DOCUMENT
++++++++

In turbulent year, mainland stock rout takes centre stage as global market mover
Political upsets in Britain and Italy had an impact on an already wobbly Europe but for worldwide fallout, Trump’s win in the US election and share rout take top honours
Which event, more than any other, had a decisive impact on global markets this year?
The word global is the key because many events hit individual markets really hard but to qualify for a global market changer, we need something more profound.
Let’s start however with some pretty substantial local events that, perhaps in other circumstances, would have had a more profound global impact. Earlier in the year Japan decided to lower interest rates to less than zero; by any standards that was a pretty bold decision but its global impact – in a very low rate environment – was underwhelming.
More recently the decisive referendum rejection of Italy’s then-Prime Minister Matteo Renzi’s reform plans and his subsequent resignation might have sent shock waves throughout European markets but in a zone where Spain, for example, barely has a government it proved not too unsettling not least because Britain’s decision to pull out of the European Union gave rather more cause for upset.
So why did the Brexit vote not qualify as one of the more substantial events of the year? It certainly made an enormous impact on the market for sterling and the initial response to Brexit did indeed provoke a global flurry but the flurry subsided, not least in Britain itself.

++++++++

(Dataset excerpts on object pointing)
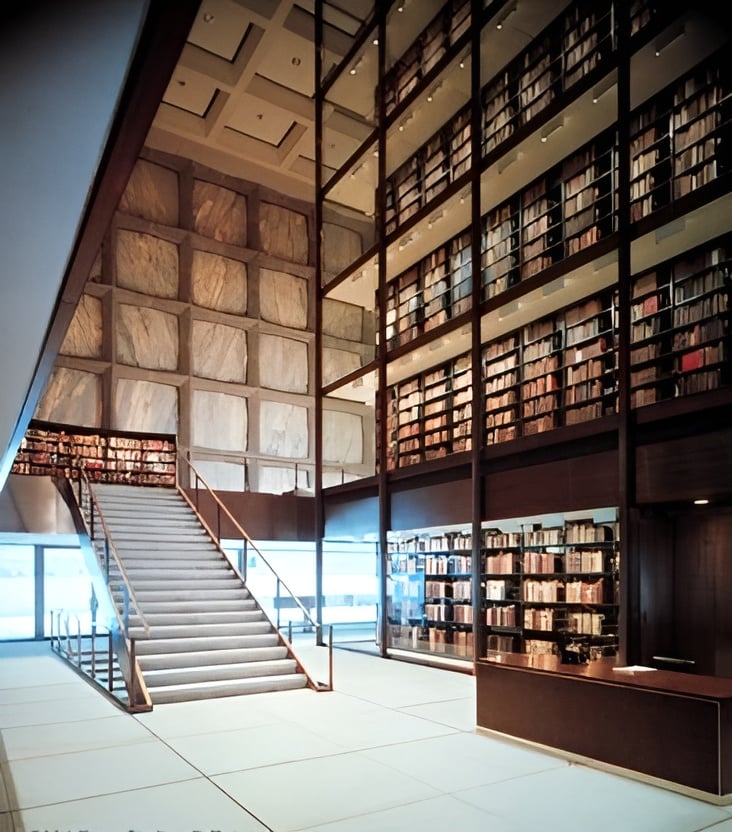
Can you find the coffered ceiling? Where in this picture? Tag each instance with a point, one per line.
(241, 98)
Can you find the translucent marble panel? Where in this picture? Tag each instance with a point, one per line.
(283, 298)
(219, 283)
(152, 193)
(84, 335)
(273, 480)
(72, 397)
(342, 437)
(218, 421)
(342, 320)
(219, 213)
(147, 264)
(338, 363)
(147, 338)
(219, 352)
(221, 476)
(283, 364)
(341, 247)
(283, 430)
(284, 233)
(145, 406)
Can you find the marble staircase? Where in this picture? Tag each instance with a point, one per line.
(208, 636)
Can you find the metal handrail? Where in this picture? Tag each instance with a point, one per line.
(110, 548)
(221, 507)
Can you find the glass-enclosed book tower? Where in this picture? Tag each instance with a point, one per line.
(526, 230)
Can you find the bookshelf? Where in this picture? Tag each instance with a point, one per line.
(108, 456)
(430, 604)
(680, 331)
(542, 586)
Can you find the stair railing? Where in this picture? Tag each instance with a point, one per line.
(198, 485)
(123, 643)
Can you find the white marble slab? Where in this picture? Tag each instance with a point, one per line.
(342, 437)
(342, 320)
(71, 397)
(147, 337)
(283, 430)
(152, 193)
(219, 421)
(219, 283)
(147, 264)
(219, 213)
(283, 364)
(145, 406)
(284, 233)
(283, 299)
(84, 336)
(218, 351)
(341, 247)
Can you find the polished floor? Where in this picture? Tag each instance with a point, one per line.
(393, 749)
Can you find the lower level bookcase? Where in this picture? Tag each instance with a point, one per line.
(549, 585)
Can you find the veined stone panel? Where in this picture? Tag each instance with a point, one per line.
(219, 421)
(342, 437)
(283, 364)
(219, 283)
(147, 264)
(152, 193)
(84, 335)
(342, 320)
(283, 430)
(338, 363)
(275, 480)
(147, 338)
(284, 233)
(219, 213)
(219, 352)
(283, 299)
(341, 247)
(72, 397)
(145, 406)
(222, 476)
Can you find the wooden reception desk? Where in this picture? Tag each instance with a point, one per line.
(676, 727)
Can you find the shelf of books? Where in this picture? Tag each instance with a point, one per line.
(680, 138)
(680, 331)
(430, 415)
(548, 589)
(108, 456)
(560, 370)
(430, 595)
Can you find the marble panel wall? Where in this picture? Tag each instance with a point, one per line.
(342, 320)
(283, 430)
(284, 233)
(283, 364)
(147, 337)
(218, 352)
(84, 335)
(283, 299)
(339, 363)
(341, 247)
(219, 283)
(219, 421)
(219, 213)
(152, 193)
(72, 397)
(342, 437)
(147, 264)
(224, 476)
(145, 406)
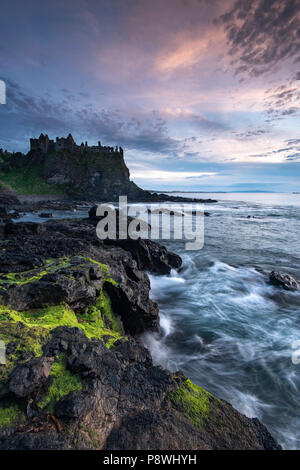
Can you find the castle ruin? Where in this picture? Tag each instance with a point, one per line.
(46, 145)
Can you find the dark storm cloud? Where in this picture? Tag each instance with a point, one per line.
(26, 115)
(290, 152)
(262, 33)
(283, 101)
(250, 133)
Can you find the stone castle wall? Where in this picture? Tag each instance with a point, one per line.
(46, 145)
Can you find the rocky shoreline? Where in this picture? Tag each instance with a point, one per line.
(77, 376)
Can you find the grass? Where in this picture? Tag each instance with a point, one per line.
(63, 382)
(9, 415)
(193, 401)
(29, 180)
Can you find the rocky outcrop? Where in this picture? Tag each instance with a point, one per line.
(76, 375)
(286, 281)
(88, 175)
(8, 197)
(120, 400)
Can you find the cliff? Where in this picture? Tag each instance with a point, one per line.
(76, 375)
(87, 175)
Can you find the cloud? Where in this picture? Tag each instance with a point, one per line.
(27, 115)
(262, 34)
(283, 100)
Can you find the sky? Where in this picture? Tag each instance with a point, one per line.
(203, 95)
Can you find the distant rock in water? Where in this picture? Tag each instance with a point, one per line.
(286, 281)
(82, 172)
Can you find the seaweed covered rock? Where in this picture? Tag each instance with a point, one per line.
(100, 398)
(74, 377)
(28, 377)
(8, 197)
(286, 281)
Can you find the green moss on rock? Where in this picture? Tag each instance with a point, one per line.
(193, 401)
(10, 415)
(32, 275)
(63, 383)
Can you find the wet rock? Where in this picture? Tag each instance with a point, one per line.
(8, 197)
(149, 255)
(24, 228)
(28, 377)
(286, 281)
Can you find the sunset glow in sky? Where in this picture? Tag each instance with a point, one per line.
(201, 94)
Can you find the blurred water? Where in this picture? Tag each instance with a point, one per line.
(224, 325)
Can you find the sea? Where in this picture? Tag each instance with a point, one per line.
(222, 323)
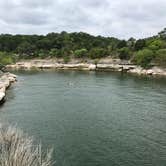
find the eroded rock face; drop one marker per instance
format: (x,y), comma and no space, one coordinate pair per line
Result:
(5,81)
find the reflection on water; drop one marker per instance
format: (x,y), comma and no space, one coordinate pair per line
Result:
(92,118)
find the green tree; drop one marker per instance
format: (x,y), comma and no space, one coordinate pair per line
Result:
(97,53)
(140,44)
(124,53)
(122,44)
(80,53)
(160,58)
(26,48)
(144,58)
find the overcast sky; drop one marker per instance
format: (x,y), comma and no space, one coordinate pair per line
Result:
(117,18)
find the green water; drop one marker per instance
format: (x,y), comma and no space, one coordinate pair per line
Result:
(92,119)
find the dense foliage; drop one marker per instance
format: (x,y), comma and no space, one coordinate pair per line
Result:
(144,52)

++++++++

TASK
In the article on global market movers, what did Japan decide to do with interest rates earlier in the year?

RESULT OF THIS EXERCISE
Japan lowered interest rates to less than zero.